● **SOURCE EXTRACT**:

--

Very few Christians, casually reading the New Testament, and with only the New Testament available to them, would surmise the degree to which there had been Jewish evangelists who went before Paul all over the Empire, people whom Jesus himself described as “traversing land and sea to make a single proselyte.” Paul followed their path; he built on their efforts and went beyond them with the new gospel he preached.[2]

When occasion demanded, Winter writes, “Paul established brand new synagogue-type fellowships of believers as the basic unit of his missionary activity. The first structure in the New Testament scene is thus what is often called the New Testament church. It was essentially built along Jewish synagogue lines [emphasis is in original].”[3] The defining characteristic of this structure “is that it included old and young, male and female.”[4] Then Winter describes a second, “quite different” Jewish structure active in the first century:

While we know very little about the structure of the evangelistic outreach within which pre-Pauline Jewish proselytizers worked, we do know that they operated all over the Roman Empire. It would be surprising if Paul didn’t follow somewhat the same procedures.[5]

Paul’s team “may certainly be considered a structure,” Winter asserts.[6] “While its design and form is not made concrete for us on the basis of remaining documents, neither, of course, is the New Testament church so defined concretely for us in the pages of the New Testament.”[7] Thus, two kinds of Jewish structures existed, both of which were adapted by Christians. “The structure we call the New Testament church,” Winter wrote, “is a prototype of all subsequent Christian fellowships where old and young, male and female are gathered together as normal biological families in aggregate.”[8] On the other hand, Paul’s missionary band “can be considered a prototype of all subsequent missionary endeavors organized out of committed, experienced workers who affiliated themselves by making a second decision beyond membership in the first structure.”[9] These two structures “have continuously appeared across the centuries”:

The New Testament is trying to show us how to borrow effective patterns; it is trying to free all future missionaries from the need to follow the precise forms of the Jewish synagogue and Jewish missionary band, and yet to allow them to choose comparable indigenous structures in the countless new situations across history and around the world—structures which will correspond faithfully to the function of the patterns Paul employed. As Charles Kraft has said, we seek dynamic equivalence not formal replication [emphasis is in original].[10]


Next: Jewish Voluntary Associations Today. Organizing for Good Works in the 21st Century.

Here are links to the four blogs on the topic “A Biblical Basis for Mission Agencies.”

Jewish Mission Societies in the New Testament

Jesus Christ and His Missionary Band as a Type of Jewish Hevrah

Pharisees were a Type of Jewish Hevrah

Early Christians Adapted the Synagogue and Hevrah to Organize Congregations and Missionary Bands


[1] Winter, “The Two Structures of God’s Redemptive Mission,” 122.

--

● **TASK 1**:
In the passage on Paul's missionary structures:
(a) Whom did Jesus describe as "traversing land and sea to make a single proselyte"?
(b) What is the defining characteristic of the first structure?
(c) What, as Charles Kraft has said, do we seek?
● **TASK 2**:
Can you restate the passage on Paul's missionary structures between "The New Testament is" and "the 21st Century.", inclusive, renaming "dynamic equivalence" as "functional equivalence"?
● **TASK 3**:
How would the paragraph beginning "Paul's team "may certainly be considered a structure,"" in the passage on Paul's missionary structures read as a short list that keeps its main facts?
The lines that come next have no connection to the passage on Paul's missionary structures.

● **EXERCISE DATA**:
--

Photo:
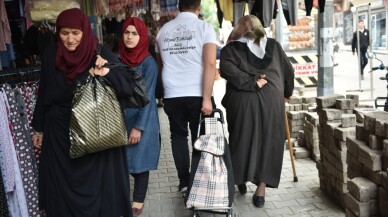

--

● **FINAL ANSWER 1**:
(a) Jewish evangelists who went before Paul all over the Empire.
(b) It included old and young, male and female.
(c) Dynamic equivalence, not formal replication.

● **FINAL ANSWER 2**:
The New Testament is trying to show us how to borrow effective patterns; it is trying to free all future missionaries from the need to follow the precise forms of the Jewish synagogue and Jewish missionary band, and yet to allow them to choose comparable indigenous structures in the countless new situations across history and around the world—structures which will correspond faithfully to the function of the patterns Paul employed. As Charles Kraft has said, we seek functional equivalence not formal replication [emphasis is in original].[10]


Next: Jewish Voluntary Associations Today. Organizing for Good Works in the 21st Century.

● **FINAL ANSWER 3**:
- Winter asserts that Paul's team may certainly be considered a structure.
- Its design and form are not made concrete in remaining documents, but neither is the New Testament church defined concretely in the New Testament.
- Two kinds of Jewish structures existed, and Christians adapted both.
- The New Testament church is a prototype of all later Christian fellowships, where old and young, male and female gather as normal biological families in aggregate.
- Paul's missionary band is a prototype of all later missionary endeavors organized out of committed, experienced workers who made a second decision beyond membership in the first structure.
- These two structures have continuously appeared across the centuries.